# Assignment
Please transcribe every entry below exactly as written.

(Records to process Opens)

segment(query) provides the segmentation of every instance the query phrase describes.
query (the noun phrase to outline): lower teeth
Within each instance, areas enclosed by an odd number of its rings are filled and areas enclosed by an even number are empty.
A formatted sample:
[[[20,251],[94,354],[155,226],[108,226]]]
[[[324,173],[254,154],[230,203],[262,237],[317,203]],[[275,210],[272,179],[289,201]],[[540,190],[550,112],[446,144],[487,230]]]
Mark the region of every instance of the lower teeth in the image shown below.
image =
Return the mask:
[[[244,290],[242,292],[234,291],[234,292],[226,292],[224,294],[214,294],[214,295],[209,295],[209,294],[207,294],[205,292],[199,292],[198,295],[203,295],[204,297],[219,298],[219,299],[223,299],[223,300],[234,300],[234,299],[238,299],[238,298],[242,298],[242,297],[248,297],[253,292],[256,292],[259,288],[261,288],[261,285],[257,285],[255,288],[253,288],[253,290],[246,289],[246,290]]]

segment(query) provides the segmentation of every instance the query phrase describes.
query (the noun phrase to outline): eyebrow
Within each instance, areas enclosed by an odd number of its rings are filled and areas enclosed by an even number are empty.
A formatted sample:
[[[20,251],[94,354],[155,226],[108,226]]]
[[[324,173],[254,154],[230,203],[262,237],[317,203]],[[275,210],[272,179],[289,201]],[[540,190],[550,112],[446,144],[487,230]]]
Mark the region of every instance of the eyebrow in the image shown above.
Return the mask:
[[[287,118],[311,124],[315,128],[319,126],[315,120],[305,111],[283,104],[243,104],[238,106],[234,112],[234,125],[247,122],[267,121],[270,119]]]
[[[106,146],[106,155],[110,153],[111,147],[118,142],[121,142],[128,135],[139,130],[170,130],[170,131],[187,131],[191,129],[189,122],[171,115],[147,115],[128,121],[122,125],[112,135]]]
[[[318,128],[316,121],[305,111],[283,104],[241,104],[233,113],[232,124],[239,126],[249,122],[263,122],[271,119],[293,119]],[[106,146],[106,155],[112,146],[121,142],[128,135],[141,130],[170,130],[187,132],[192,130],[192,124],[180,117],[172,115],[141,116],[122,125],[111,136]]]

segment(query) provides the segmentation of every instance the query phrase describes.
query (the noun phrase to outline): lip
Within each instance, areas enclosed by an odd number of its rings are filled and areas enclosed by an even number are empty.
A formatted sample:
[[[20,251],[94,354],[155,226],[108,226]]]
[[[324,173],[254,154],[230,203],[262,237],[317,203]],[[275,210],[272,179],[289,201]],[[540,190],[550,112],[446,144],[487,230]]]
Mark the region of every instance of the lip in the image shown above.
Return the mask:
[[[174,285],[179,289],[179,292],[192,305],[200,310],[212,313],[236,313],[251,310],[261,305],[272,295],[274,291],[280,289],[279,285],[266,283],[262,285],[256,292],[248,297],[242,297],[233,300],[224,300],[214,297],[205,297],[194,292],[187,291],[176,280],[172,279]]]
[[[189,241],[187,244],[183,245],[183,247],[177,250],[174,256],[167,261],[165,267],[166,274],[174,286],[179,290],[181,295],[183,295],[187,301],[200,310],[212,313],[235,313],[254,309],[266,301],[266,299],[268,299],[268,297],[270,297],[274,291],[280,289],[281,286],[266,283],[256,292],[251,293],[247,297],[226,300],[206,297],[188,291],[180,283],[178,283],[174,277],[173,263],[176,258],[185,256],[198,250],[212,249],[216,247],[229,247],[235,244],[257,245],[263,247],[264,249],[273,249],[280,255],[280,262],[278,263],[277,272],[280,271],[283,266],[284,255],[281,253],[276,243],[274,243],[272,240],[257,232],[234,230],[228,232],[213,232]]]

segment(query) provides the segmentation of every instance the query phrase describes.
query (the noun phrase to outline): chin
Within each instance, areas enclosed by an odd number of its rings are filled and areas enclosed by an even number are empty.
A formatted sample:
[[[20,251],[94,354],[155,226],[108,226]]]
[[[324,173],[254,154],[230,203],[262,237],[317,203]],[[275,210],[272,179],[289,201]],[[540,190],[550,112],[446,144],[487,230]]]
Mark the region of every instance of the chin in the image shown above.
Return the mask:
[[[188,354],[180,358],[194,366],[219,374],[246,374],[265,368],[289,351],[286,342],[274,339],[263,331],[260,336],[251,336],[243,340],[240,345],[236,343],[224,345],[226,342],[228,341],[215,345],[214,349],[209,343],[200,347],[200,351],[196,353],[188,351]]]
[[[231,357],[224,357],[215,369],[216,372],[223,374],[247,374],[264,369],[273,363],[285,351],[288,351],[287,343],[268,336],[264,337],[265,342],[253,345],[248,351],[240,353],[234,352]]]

(Records to process Closes)

# Task result
segment(query) provides the segmentation of every instance the query phrase describes.
query (the noun phrase to outline): lower teeth
Within each instance, areas enclosed by an odd number of its rings are filled and areas enclosed by an even number are empty.
A formatted sample:
[[[20,251],[94,354],[155,226],[108,226]]]
[[[324,173],[254,154],[230,203],[262,237],[317,203]],[[275,210],[272,179],[289,201]],[[540,190],[550,112],[446,144],[487,230]]]
Mark the region of every instance of the lower teeth in the image shown below.
image =
Return the mask:
[[[244,290],[242,292],[234,291],[234,292],[226,292],[224,294],[214,294],[214,295],[209,295],[209,294],[207,294],[205,292],[199,292],[198,295],[203,295],[204,297],[219,298],[219,299],[223,299],[223,300],[234,300],[234,299],[238,299],[238,298],[242,298],[242,297],[248,297],[253,292],[256,292],[259,288],[261,288],[261,285],[257,285],[255,288],[253,288],[253,290],[246,289],[246,290]]]

segment(query) provides the segmentation of every instance the query phrase describes.
query (the noun phrase to outline): eyebrow
Within each instance, areas enclosed by an odd number of its rings are filled and areas enclosed by an even number are empty.
A formatted sample:
[[[20,251],[94,354],[155,226],[108,226]]]
[[[324,173],[254,154],[230,203],[262,237],[317,203]],[[275,210],[272,179],[289,201]],[[540,190],[550,112],[446,144],[487,230]]]
Mark the region of every instance of the eyebrow in the image shown above.
Return the mask:
[[[287,118],[311,124],[315,128],[319,126],[315,120],[305,111],[283,104],[243,104],[238,106],[234,112],[234,125],[247,122],[267,121],[270,119]]]
[[[106,146],[106,155],[110,153],[111,147],[118,142],[121,142],[128,135],[139,130],[170,130],[170,131],[187,131],[191,129],[189,122],[171,115],[147,115],[128,121],[122,125],[112,135]]]
[[[318,128],[316,121],[305,111],[283,104],[241,104],[233,113],[232,124],[239,126],[249,122],[263,122],[271,119],[293,119]],[[106,146],[106,155],[112,146],[121,142],[128,135],[141,130],[170,130],[187,132],[192,130],[192,124],[180,117],[172,115],[141,116],[122,125],[111,136]]]

segment(query) provides the segmentation of every instance the query phrase describes.
query (the noun phrase to outline): lip
Within each instance, areas enclosed by an odd number of its rings are filled and areas enclosed by an even number are empty.
A formatted sample:
[[[20,251],[94,354],[155,226],[108,226]]]
[[[324,173],[254,154],[230,203],[262,237],[317,203]],[[275,210],[272,179],[289,201]],[[540,190],[550,112],[446,144],[487,230]]]
Mark the region of every instance of the lip in the image shown above.
Return the mask:
[[[174,285],[179,289],[179,292],[192,305],[200,310],[212,313],[236,313],[251,310],[261,305],[272,295],[274,291],[280,289],[279,285],[266,283],[262,285],[256,292],[248,297],[242,297],[233,300],[224,300],[214,297],[205,297],[194,292],[187,291],[176,280],[172,279]]]
[[[189,241],[187,244],[183,245],[183,247],[177,250],[174,256],[167,261],[165,267],[166,274],[174,286],[179,290],[181,295],[183,295],[187,301],[200,310],[212,313],[235,313],[254,309],[266,301],[266,299],[268,299],[268,297],[270,297],[274,291],[280,289],[281,286],[266,283],[256,292],[251,293],[247,297],[226,300],[206,297],[188,291],[180,283],[178,283],[174,277],[173,263],[176,258],[185,256],[198,250],[212,249],[216,247],[229,247],[235,244],[257,245],[263,247],[264,249],[273,249],[280,255],[280,262],[278,263],[277,272],[280,271],[283,266],[284,255],[281,253],[276,243],[274,243],[272,240],[257,232],[234,230],[228,232],[213,232]]]

segment(query) provides the segmentation of every instance the query phrase describes.
query (the noun phrase to outline): chin
Within each instance, areas enclosed by an odd number of its rings are filled and areas enclosed by an even number are empty.
A formatted sample:
[[[20,251],[94,354],[155,226],[108,226]]]
[[[324,173],[254,154],[230,203],[262,237],[317,203]],[[275,210],[272,179],[289,201]],[[540,190],[550,112],[446,144],[487,230]]]
Mark the region of every instance of the chin in the image shown above.
Return the mask:
[[[188,354],[180,358],[194,366],[219,374],[246,374],[265,368],[289,351],[286,342],[274,339],[263,331],[260,336],[251,336],[243,340],[240,345],[236,343],[224,345],[226,342],[228,341],[215,345],[214,349],[209,343],[200,347],[200,351],[196,353],[188,351]]]
[[[231,357],[224,357],[215,369],[216,372],[223,374],[247,374],[264,369],[273,363],[285,351],[288,351],[287,343],[268,336],[264,337],[265,342],[253,345],[248,351],[240,353],[234,352]]]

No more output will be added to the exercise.